> Exercise instructions:
Render the lines of the records as a numbered list, starting at the line that contains "trace the outline of every instance of the <item>white" and ending at the line that contains "M562 44L542 48L531", with both of those lines included and blank lines left out.
-=-=-
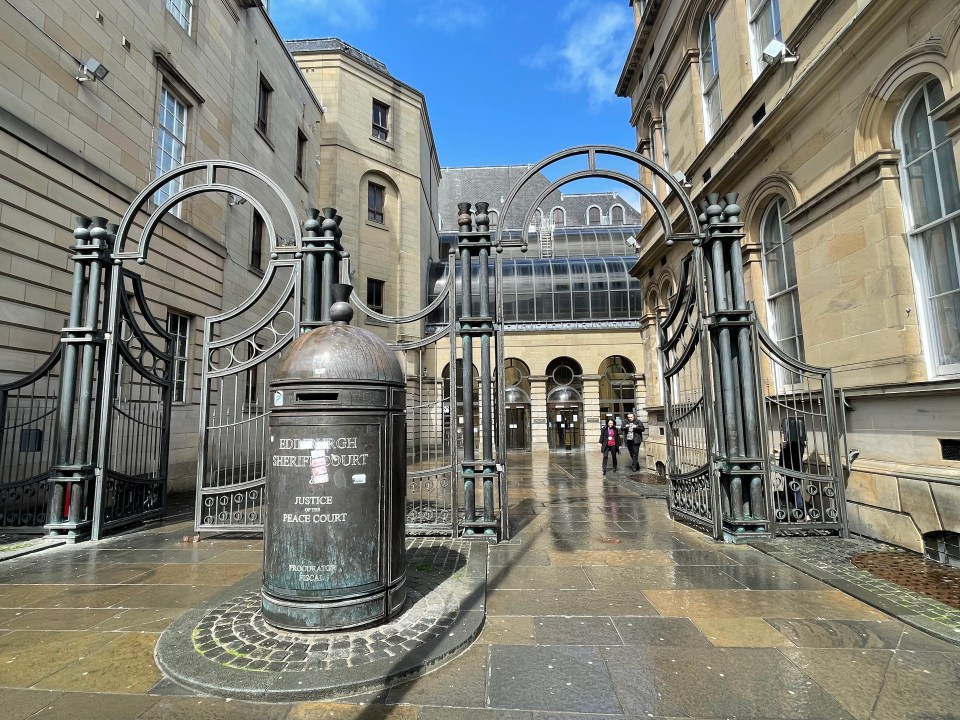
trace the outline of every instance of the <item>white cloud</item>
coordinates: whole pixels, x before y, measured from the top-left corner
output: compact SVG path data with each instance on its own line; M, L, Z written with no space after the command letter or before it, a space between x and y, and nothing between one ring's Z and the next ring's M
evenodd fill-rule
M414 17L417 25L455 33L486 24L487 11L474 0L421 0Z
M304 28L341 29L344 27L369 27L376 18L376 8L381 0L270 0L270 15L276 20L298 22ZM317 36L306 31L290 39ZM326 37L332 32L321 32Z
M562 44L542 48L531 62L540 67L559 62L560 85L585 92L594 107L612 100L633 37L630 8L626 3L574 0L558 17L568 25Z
-=-=-
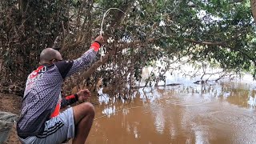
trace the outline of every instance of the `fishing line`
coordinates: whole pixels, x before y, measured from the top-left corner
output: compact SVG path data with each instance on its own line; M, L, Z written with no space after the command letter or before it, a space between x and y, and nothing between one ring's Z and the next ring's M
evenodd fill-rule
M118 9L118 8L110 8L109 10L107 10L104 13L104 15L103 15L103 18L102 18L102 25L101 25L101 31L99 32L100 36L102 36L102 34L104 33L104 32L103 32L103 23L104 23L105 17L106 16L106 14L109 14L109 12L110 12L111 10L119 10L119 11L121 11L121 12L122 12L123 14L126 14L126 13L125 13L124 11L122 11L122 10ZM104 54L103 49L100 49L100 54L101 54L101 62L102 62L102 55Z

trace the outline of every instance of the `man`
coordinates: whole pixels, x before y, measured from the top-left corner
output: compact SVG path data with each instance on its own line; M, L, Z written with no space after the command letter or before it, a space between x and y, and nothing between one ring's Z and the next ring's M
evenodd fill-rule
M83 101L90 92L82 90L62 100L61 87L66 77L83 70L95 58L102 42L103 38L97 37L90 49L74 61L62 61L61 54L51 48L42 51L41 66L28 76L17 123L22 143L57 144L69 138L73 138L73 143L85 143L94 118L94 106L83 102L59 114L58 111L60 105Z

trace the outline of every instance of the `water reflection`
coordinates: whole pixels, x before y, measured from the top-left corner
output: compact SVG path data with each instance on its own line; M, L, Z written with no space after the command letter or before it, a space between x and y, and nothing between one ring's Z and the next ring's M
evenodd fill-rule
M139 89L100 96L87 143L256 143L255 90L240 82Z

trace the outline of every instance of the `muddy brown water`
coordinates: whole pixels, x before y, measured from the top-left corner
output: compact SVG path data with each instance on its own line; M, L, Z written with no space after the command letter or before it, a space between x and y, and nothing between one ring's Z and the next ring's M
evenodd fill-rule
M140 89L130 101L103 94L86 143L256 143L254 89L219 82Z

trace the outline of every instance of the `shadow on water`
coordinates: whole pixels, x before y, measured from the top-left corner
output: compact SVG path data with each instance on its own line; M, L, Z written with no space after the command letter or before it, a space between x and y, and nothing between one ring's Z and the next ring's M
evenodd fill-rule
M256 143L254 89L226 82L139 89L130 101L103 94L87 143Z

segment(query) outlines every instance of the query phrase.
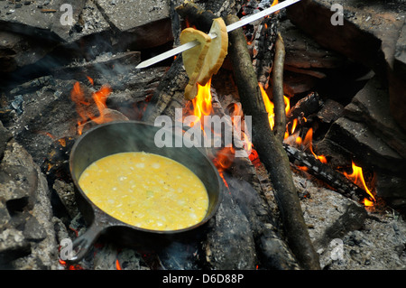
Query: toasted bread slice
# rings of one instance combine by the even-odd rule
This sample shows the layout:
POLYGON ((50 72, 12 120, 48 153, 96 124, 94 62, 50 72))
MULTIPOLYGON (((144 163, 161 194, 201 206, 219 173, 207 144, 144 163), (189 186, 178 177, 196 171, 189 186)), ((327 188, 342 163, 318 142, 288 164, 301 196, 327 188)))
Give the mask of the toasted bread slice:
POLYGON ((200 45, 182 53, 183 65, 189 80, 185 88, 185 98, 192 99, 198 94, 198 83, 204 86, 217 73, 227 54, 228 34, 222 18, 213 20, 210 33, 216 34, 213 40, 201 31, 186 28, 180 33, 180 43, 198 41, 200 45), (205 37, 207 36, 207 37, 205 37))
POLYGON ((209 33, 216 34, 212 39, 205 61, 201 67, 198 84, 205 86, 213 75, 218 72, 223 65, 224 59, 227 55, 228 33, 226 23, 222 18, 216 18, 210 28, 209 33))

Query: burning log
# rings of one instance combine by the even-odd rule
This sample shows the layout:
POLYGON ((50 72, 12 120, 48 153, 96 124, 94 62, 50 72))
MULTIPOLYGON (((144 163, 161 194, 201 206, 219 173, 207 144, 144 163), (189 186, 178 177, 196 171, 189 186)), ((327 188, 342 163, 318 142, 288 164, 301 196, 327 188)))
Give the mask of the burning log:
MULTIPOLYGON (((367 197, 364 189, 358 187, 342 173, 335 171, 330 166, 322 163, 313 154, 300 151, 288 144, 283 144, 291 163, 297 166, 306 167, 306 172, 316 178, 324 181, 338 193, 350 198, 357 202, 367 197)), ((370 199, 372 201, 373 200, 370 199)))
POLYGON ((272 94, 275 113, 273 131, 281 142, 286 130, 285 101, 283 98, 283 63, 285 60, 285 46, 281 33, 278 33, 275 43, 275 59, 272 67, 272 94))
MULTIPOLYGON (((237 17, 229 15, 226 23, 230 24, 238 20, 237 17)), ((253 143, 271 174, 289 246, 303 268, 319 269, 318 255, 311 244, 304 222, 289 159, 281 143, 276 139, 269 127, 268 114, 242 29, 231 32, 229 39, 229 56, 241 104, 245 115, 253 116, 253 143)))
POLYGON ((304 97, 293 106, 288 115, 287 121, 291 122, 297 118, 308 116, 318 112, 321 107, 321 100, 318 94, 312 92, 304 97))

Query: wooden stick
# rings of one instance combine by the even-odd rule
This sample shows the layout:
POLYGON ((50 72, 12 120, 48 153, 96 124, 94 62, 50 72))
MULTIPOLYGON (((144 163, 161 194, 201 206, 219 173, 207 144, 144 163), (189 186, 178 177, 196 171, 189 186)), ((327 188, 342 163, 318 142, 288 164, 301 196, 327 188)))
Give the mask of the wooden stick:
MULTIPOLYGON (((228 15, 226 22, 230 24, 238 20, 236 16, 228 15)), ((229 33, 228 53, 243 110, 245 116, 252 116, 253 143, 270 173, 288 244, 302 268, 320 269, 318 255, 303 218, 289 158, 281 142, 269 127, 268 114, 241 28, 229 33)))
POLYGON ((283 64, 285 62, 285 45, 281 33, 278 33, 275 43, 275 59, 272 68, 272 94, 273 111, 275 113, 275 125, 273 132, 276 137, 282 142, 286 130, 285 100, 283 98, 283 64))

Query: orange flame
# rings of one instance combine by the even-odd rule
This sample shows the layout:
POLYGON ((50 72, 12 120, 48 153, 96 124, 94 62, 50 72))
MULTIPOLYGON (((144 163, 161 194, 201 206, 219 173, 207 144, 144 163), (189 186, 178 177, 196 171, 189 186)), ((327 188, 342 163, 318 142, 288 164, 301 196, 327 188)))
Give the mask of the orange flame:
-=-=-
> Task output:
1. trace the outline of every instance of the <item>white cloud</item>
2. coordinates: whole pixels, x before y, measured from the top-left corner
3. output: compact SVG path data with each instance on its own line; M, L, Z written with no space after the command letter or before it, a space between x and y, and nothing between one ring's Z and the next ring's M
4. evenodd fill-rule
5. M414 17L417 25L455 33L486 24L487 11L474 0L421 0Z
6. M304 28L341 29L344 27L369 27L376 18L376 8L381 0L270 0L270 15L276 20L298 22ZM317 36L306 31L290 39ZM326 37L332 32L321 32Z
7. M562 44L542 48L531 62L540 67L559 62L560 85L585 92L594 107L612 100L633 37L630 8L626 3L574 0L558 17L568 25Z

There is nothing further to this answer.